Extracted entries:
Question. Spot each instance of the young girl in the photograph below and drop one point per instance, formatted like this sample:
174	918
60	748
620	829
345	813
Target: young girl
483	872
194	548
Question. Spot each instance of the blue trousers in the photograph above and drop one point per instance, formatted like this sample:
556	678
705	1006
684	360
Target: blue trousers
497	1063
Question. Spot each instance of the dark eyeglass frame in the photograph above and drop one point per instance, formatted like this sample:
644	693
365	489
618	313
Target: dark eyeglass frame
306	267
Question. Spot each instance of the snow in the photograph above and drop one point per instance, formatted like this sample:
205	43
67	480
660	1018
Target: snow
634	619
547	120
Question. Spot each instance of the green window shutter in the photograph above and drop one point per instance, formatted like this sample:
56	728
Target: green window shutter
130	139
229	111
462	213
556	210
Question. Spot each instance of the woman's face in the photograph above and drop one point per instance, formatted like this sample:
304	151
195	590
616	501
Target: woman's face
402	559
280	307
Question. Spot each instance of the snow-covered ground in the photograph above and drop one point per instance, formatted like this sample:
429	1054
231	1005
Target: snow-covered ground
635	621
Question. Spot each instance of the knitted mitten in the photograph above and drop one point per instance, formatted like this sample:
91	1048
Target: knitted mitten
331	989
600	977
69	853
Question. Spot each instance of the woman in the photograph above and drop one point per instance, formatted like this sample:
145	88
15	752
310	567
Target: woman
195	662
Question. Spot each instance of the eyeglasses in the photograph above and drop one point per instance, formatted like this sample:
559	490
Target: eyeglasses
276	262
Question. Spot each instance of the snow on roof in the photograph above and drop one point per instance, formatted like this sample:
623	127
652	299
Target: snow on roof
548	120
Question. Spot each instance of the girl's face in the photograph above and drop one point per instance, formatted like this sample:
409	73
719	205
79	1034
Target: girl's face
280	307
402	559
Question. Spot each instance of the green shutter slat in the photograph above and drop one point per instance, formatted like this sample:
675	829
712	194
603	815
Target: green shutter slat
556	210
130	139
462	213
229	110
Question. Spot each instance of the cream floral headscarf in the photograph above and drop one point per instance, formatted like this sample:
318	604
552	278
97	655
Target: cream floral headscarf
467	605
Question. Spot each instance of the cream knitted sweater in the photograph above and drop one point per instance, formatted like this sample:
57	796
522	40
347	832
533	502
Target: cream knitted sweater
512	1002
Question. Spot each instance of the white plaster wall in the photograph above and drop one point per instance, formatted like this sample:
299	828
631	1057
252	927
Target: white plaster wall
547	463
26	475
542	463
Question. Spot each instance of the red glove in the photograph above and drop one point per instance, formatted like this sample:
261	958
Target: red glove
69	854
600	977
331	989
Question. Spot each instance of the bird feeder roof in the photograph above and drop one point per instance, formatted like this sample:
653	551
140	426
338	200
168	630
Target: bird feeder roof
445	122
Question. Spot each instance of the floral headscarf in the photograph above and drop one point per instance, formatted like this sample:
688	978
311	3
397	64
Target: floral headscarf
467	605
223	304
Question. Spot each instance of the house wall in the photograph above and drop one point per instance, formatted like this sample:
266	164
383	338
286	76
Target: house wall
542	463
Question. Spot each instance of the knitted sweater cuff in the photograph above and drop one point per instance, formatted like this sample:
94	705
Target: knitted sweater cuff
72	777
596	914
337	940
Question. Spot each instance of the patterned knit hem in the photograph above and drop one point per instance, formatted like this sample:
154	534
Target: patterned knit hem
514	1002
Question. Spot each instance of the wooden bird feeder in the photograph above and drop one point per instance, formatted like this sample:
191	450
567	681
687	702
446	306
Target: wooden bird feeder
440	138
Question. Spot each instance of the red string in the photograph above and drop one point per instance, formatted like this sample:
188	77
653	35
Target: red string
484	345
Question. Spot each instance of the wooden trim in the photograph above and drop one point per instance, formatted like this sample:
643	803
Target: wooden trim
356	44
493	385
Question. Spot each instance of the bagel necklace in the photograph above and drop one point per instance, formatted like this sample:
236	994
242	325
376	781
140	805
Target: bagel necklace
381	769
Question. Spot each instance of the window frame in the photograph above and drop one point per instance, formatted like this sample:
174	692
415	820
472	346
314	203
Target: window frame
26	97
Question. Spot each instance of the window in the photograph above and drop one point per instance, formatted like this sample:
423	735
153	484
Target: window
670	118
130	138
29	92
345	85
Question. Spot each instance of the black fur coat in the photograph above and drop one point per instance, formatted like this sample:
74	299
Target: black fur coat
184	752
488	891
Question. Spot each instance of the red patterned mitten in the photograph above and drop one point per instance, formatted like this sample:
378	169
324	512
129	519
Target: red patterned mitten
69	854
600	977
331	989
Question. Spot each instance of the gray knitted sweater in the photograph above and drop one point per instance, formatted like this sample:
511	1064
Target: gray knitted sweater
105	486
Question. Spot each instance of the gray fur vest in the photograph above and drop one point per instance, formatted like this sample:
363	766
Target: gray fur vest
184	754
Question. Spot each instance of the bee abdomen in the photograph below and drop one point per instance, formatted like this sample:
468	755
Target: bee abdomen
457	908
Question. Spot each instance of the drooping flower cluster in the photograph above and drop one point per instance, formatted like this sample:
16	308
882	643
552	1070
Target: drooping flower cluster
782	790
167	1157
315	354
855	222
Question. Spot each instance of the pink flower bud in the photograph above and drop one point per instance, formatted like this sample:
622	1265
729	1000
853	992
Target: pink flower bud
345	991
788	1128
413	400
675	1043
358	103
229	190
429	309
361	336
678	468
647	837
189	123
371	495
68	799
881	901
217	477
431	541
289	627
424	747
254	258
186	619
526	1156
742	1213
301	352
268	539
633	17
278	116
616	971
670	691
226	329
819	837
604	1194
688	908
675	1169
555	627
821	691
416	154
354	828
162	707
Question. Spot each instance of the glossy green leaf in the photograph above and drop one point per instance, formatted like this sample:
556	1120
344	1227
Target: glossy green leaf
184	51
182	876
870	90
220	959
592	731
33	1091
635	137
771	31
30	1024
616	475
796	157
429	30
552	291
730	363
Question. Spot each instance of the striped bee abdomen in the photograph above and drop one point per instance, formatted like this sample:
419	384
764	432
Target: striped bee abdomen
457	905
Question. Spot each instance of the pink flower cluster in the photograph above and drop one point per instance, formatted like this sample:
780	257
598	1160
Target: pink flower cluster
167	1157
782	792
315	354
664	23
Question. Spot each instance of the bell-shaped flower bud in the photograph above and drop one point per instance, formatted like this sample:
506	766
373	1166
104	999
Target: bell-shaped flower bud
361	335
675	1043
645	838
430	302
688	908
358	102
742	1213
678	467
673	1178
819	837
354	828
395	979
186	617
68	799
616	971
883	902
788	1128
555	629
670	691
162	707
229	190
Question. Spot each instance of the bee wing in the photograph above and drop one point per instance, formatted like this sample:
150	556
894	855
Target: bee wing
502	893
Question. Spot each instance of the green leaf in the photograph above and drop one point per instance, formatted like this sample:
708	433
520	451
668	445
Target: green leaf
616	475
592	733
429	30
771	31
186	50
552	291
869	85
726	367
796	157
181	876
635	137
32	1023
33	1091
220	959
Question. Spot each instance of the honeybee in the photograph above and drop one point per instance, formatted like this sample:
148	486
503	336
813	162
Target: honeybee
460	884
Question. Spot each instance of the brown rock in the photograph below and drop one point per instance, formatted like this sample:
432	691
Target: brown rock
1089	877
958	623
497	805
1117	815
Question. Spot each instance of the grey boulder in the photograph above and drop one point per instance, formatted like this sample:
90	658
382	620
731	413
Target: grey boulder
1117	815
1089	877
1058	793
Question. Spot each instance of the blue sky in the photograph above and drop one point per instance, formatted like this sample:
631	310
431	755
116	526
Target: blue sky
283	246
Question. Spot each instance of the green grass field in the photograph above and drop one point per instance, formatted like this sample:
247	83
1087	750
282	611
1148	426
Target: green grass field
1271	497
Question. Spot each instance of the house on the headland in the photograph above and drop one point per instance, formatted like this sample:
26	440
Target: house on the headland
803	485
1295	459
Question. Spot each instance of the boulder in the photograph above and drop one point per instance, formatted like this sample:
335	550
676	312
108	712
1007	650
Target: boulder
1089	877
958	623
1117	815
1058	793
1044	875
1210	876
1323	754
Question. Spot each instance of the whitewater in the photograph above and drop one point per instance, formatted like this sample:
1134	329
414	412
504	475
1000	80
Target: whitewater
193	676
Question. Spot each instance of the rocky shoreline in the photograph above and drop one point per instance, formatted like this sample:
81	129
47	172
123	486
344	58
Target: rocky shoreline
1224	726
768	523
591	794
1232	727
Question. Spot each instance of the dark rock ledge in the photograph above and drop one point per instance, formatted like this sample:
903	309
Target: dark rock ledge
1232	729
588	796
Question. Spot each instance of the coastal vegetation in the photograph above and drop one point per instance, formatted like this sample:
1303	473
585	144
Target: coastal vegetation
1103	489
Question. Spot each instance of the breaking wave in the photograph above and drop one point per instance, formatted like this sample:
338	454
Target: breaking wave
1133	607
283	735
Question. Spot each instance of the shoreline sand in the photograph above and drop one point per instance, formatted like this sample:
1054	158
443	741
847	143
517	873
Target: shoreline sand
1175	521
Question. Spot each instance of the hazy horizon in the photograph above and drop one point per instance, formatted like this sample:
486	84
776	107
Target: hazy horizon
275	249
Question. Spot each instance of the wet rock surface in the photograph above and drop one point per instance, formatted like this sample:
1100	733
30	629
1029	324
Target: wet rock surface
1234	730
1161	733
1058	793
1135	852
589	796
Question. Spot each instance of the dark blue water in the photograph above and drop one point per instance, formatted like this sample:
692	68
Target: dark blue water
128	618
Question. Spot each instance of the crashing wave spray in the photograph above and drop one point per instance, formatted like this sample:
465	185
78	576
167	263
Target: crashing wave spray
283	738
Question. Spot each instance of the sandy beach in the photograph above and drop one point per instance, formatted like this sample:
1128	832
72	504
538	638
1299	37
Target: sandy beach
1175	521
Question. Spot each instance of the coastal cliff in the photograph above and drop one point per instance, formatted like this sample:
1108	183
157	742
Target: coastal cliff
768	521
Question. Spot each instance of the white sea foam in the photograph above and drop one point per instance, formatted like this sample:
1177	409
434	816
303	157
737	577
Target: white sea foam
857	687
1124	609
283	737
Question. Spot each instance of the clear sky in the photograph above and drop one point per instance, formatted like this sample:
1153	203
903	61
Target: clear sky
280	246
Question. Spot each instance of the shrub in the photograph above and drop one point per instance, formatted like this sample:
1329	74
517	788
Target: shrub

Problem details:
Copy out every line in the listing where the word "below" appears.

Response to the task:
Question. Spot each instance of the young girl in the photograph below and drop one point per instance, formatted like this sample:
Question. Spot each instance of the bee abdomen in the photograph below and drop one point per instance, formatted like this sample:
Question. Spot each instance of the brown rock in the photograph below and drop one point per instance, formatted like this sample:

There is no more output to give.